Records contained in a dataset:
----
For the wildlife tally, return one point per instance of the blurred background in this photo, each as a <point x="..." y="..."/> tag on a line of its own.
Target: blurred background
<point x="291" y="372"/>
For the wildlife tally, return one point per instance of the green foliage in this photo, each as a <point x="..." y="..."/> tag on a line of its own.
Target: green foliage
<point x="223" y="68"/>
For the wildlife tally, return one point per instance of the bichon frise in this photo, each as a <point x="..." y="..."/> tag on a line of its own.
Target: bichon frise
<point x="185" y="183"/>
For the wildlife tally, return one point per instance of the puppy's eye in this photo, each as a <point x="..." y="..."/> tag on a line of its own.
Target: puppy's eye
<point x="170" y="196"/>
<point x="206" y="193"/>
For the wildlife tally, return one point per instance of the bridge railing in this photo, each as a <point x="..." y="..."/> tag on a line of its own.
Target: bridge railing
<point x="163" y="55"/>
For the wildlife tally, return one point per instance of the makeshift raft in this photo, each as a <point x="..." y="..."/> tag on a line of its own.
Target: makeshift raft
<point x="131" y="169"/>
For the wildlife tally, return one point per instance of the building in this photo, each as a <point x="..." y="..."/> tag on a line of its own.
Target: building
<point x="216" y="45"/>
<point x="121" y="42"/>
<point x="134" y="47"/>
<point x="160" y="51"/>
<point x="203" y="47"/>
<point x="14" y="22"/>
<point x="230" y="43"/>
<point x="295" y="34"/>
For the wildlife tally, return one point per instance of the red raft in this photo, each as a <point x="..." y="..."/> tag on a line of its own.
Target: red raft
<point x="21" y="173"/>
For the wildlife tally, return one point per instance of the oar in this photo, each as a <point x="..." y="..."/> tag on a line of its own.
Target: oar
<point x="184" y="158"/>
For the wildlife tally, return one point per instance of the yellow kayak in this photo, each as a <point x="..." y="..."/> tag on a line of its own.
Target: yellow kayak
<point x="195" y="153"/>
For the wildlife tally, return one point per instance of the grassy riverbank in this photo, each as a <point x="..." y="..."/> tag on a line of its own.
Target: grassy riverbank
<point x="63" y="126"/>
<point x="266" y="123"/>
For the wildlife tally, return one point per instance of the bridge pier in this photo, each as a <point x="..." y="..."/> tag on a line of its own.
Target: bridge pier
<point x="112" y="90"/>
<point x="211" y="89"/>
----
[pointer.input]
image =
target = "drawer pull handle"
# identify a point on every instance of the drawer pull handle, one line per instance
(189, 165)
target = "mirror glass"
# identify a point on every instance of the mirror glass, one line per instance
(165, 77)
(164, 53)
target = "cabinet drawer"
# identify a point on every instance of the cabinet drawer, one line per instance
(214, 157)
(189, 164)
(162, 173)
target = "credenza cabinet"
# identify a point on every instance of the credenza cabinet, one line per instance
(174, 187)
----
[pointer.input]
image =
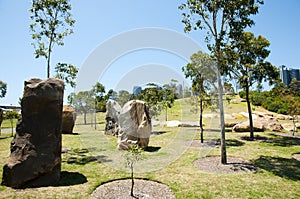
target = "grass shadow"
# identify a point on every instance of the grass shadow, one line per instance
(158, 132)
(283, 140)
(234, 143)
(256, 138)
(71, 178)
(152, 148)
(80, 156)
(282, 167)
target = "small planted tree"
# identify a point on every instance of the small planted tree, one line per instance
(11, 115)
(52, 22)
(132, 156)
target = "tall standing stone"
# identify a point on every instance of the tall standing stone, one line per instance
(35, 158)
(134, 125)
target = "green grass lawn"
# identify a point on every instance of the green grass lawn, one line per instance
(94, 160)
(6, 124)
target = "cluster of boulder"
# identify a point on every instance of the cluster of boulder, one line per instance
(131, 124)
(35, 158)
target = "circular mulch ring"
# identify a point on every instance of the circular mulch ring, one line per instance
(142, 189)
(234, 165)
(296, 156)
----
Your answer should consist of the lines from the line with "Target: puppy's eye" to the line with "of the building" above, repeated exactly, both ends included.

- **RESPONSE**
Target: puppy's eye
<point x="170" y="196"/>
<point x="206" y="193"/>
For the wildlife tally, return one point per instance of the bridge railing in this photo, each as a <point x="..." y="..."/> tag on a line of its own.
Target: bridge railing
<point x="163" y="55"/>
For the wildlife tally, return one point per instance of the makeshift raft in this photo, each as a <point x="..." y="..."/> tag on a line of its own.
Target: makeshift raft
<point x="131" y="169"/>
For the wildlife tally, return one point per instance of the building in this photo, each as a <point x="..." y="..."/> tag on a line of its own.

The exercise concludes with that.